WORK TO BE COMPLETED -
Images excluded, repeat each entry below exactly.

────────────────────────────────────────

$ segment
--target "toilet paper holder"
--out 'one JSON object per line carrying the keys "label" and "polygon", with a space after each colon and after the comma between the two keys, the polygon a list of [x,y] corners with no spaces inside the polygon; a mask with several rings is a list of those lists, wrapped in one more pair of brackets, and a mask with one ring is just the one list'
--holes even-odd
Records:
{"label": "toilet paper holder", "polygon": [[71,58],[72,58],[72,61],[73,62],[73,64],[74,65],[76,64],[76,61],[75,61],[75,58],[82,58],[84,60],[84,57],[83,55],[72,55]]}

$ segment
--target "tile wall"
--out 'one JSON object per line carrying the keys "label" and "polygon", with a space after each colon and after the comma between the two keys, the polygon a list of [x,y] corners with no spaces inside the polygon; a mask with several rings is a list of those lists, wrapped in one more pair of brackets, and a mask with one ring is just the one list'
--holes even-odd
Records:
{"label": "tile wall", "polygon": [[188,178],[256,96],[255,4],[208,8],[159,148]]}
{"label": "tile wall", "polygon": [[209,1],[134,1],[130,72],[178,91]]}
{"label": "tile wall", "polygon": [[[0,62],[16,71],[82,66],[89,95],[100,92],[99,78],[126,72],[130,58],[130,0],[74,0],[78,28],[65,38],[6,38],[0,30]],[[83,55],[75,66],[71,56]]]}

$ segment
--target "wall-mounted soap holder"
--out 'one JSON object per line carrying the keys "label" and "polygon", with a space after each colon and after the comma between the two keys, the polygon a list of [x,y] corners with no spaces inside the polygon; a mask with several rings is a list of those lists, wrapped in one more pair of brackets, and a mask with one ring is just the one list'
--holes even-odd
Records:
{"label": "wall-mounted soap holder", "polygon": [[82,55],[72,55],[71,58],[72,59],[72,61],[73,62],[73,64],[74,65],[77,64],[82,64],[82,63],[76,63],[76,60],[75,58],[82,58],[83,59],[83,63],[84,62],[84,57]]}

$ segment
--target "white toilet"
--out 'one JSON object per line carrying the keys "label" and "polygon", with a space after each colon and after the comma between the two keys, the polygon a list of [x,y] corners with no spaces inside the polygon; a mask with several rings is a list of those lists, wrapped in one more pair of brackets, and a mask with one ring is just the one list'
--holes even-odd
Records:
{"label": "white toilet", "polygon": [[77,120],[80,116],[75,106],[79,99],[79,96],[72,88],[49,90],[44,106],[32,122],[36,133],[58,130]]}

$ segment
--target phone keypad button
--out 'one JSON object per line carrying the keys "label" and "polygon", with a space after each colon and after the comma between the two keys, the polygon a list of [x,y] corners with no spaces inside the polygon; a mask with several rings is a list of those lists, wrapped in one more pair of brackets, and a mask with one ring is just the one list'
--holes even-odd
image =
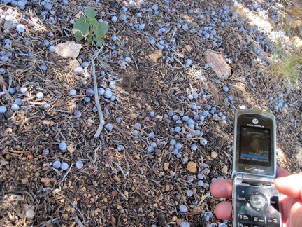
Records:
{"label": "phone keypad button", "polygon": [[265,219],[262,216],[254,216],[252,217],[252,221],[259,222],[259,223],[265,223]]}
{"label": "phone keypad button", "polygon": [[271,197],[270,199],[270,203],[273,207],[279,212],[278,198],[277,196]]}
{"label": "phone keypad button", "polygon": [[238,195],[237,200],[239,202],[246,202],[246,198],[244,195]]}
{"label": "phone keypad button", "polygon": [[268,218],[266,219],[266,223],[278,224],[279,221],[278,221],[278,219],[277,218]]}
{"label": "phone keypad button", "polygon": [[247,214],[239,214],[239,220],[240,221],[251,221],[251,216]]}
{"label": "phone keypad button", "polygon": [[241,222],[238,222],[238,227],[252,227],[252,225],[250,225],[250,224],[245,223],[241,223]]}

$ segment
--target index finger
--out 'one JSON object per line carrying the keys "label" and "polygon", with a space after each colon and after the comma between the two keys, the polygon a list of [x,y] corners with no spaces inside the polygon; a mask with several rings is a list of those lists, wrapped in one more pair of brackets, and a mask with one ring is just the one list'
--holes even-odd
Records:
{"label": "index finger", "polygon": [[215,197],[231,198],[233,191],[233,181],[219,179],[213,182],[210,191]]}

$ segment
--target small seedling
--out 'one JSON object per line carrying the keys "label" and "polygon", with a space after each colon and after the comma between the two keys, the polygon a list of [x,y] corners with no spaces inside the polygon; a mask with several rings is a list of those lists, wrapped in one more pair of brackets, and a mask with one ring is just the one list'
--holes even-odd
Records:
{"label": "small seedling", "polygon": [[73,24],[73,34],[77,41],[87,39],[89,43],[94,41],[98,46],[103,43],[102,39],[108,30],[108,25],[99,22],[95,18],[96,11],[92,7],[86,8],[85,16],[78,19]]}

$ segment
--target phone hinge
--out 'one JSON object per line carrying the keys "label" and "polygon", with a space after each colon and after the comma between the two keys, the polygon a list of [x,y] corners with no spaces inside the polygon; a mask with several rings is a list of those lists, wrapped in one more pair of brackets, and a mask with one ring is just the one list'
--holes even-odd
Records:
{"label": "phone hinge", "polygon": [[242,182],[250,184],[271,186],[273,180],[269,177],[243,174]]}

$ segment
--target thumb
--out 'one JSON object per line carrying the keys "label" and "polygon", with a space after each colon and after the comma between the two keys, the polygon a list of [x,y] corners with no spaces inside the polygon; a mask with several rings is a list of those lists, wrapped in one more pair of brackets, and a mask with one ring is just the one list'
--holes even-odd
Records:
{"label": "thumb", "polygon": [[275,187],[282,194],[302,199],[302,172],[276,178]]}

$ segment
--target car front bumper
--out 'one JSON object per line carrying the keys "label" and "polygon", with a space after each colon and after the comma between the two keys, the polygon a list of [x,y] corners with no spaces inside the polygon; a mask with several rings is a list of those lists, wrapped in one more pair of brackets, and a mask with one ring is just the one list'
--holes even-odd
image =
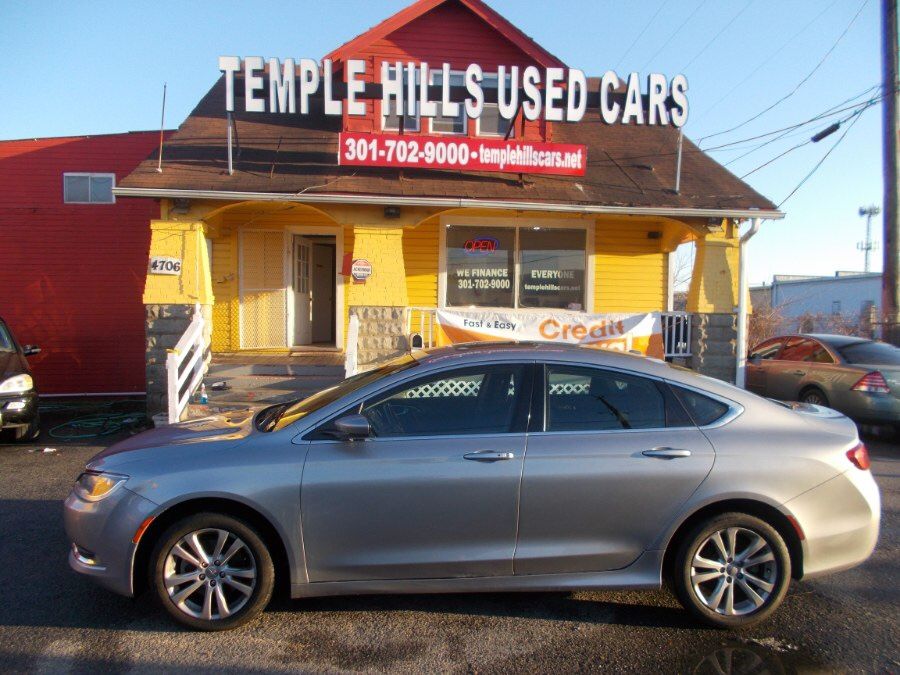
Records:
{"label": "car front bumper", "polygon": [[134,595],[132,539],[157,505],[126,487],[116,488],[100,501],[86,501],[73,490],[64,505],[69,566],[101,586]]}
{"label": "car front bumper", "polygon": [[38,395],[35,391],[0,394],[0,428],[31,424],[37,416],[37,403]]}
{"label": "car front bumper", "polygon": [[881,496],[871,471],[848,469],[784,507],[805,535],[804,579],[855,567],[875,550]]}

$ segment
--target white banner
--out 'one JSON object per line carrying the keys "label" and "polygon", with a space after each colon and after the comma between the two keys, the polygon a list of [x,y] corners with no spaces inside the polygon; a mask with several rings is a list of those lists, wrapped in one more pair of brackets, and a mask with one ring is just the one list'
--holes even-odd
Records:
{"label": "white banner", "polygon": [[663,358],[659,312],[584,314],[515,310],[437,310],[438,344],[497,340],[564,342],[639,351]]}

────────────────────────────────────────

ANSWER IN FULL -
$ segment
--target "toilet paper holder"
--out 'one JSON object per line carrying the keys "label" and "polygon", with a space after each colon and after the comma between the two keys, the polygon a list of [x,y] corners with no spaces inside the polygon; a mask with several rings is a list of those lists, wrapped in one more pair of brackets, and a mask with one ring is just the one list'
--holes even-odd
Records:
{"label": "toilet paper holder", "polygon": [[71,58],[72,58],[72,61],[73,62],[73,64],[74,65],[76,64],[76,61],[75,61],[75,58],[82,58],[84,60],[84,57],[83,55],[72,55]]}

$ segment
--target "tile wall"
--out 'one JSON object per line carrying the keys "label" and "polygon", with a space after each colon and after the comma between the two keys, the polygon a list of [x,y] corners with no spaces inside the polygon; a mask with several rings is a list of those lists, wrapped in one more pair of brackets, and a mask with one ring is just the one list'
--holes even-odd
Records:
{"label": "tile wall", "polygon": [[188,178],[256,96],[255,4],[208,8],[159,148]]}
{"label": "tile wall", "polygon": [[209,1],[134,1],[130,72],[178,91]]}
{"label": "tile wall", "polygon": [[[0,62],[16,71],[82,66],[89,95],[100,92],[99,78],[126,72],[130,58],[130,0],[74,0],[78,28],[65,38],[6,38],[0,30]],[[83,55],[75,66],[71,56]]]}

$ segment
--target "wall-mounted soap holder"
--out 'one JSON object per line carrying the keys "label" and "polygon", with a space after each colon and after the comma between the two keys, the polygon a list of [x,y] corners with no spaces inside the polygon; a mask with several rings is a list of those lists, wrapped in one more pair of brackets, and a mask with one ring is just the one list'
--holes even-odd
Records:
{"label": "wall-mounted soap holder", "polygon": [[82,55],[72,55],[71,58],[72,59],[72,61],[73,62],[73,64],[74,65],[77,64],[82,64],[82,63],[76,63],[76,60],[75,58],[82,58],[83,59],[83,63],[84,62],[84,57]]}

$ segment
--target "white toilet"
--out 'one JSON object per line carrying the keys "label" and "polygon", with a space after each colon and after the comma between the two keys, the polygon a list of [x,y] corners with no spaces inside the polygon; a mask with several rings is a list of those lists, wrapped in one more pair of brackets, and a mask with one ring is just the one list'
--holes even-odd
Records:
{"label": "white toilet", "polygon": [[77,120],[80,116],[75,106],[79,99],[79,96],[72,88],[49,90],[44,106],[32,122],[36,133],[58,130]]}

$ segment
--target phone keypad button
--out 'one JSON object per line carrying the keys "label" and "polygon", with a space after each colon and after the comma between the two keys, the polygon a list of [x,y] corners with no spaces inside the polygon; a mask with several rings is a list of those lists, wrapped in one more pair of brackets, and a mask with one ring is just the one list'
--holes even-odd
image =
Records:
{"label": "phone keypad button", "polygon": [[265,219],[262,216],[254,216],[252,217],[252,221],[259,222],[259,223],[265,223]]}
{"label": "phone keypad button", "polygon": [[271,197],[270,199],[270,203],[273,207],[279,212],[278,198],[277,196]]}
{"label": "phone keypad button", "polygon": [[238,195],[237,200],[239,202],[246,202],[246,198],[244,195]]}
{"label": "phone keypad button", "polygon": [[268,218],[266,219],[266,223],[278,224],[279,221],[278,221],[278,219],[277,218]]}
{"label": "phone keypad button", "polygon": [[247,214],[239,214],[239,220],[240,221],[251,221],[251,216]]}
{"label": "phone keypad button", "polygon": [[241,222],[238,222],[238,227],[252,227],[252,225],[250,225],[250,224],[245,223],[241,223]]}

$ segment
--target index finger
--out 'one JSON object per line carrying the keys "label" and "polygon", with a space after each colon and after the comma between the two keys, the polygon a list of [x,y] corners with no spaces inside the polygon; a mask with several rings is a list of those lists, wrapped in one more pair of brackets, and a mask with one ring is just the one list'
--holes even-odd
Records:
{"label": "index finger", "polygon": [[215,197],[231,198],[233,191],[233,181],[219,179],[213,182],[210,191]]}

$ segment
--target small seedling
--out 'one JSON object per line carrying the keys "label" and "polygon", with a space after each colon and after the comma between the two keys, the polygon a list of [x,y] corners with no spaces inside the polygon; a mask with several rings is a list of those lists, wrapped in one more pair of brackets, and a mask with one ring is just the one list'
--holes even-odd
Records:
{"label": "small seedling", "polygon": [[73,24],[73,34],[77,41],[87,39],[89,43],[94,41],[98,46],[103,43],[102,39],[108,30],[108,25],[99,22],[95,18],[96,11],[92,7],[86,8],[85,16],[78,19]]}

$ segment
--target phone hinge
--out 'one JSON object per line carrying the keys "label" and "polygon", with a space after each colon and after the comma between the two keys, the polygon a list of [x,y] corners with no spaces inside the polygon; a mask with several rings is a list of those lists, wrapped in one more pair of brackets, and a mask with one ring is just the one list'
--holes even-odd
Records:
{"label": "phone hinge", "polygon": [[242,182],[250,184],[271,186],[273,180],[269,177],[243,174]]}

$ segment
--target thumb
--out 'one JSON object per line carrying the keys "label" and "polygon", with a space after each colon and after the comma between the two keys, the polygon a list of [x,y] corners with no spaces inside the polygon; a mask with several rings is a list of those lists, wrapped in one more pair of brackets, and a mask with one ring is just the one list'
--holes even-odd
Records:
{"label": "thumb", "polygon": [[275,187],[282,194],[302,199],[302,172],[276,178]]}

$ segment
--target car front bumper
--out 'one JSON object per line carrying the keys "label" and "polygon", with a space after each colon and after the comma between the two keys, the polygon a list of [x,y] corners with no spaces inside the polygon; a mask with several rings is a list of those lists, wrapped in one more pair of brackets, and a mask with one ring is just the one list'
--holes even-odd
image =
Records:
{"label": "car front bumper", "polygon": [[134,595],[132,539],[157,505],[126,487],[116,488],[100,501],[86,501],[73,490],[64,505],[69,566],[101,586]]}
{"label": "car front bumper", "polygon": [[38,395],[35,391],[0,394],[0,428],[31,424],[37,416],[37,403]]}
{"label": "car front bumper", "polygon": [[881,496],[871,471],[848,469],[784,507],[805,535],[804,579],[855,567],[875,550]]}

$ segment
--target white banner
--out 'one JSON object per line carrying the keys "label" and "polygon", with a space after each colon and after the comma between the two keys, the polygon a list of [x,y] corners with no spaces inside the polygon; a mask with several rings is a list of those lists, wrapped in one more pair of brackets, and a mask with one ring is just the one list'
--holes even-odd
Records:
{"label": "white banner", "polygon": [[663,358],[659,312],[584,314],[515,310],[437,310],[438,344],[497,340],[564,342],[639,351]]}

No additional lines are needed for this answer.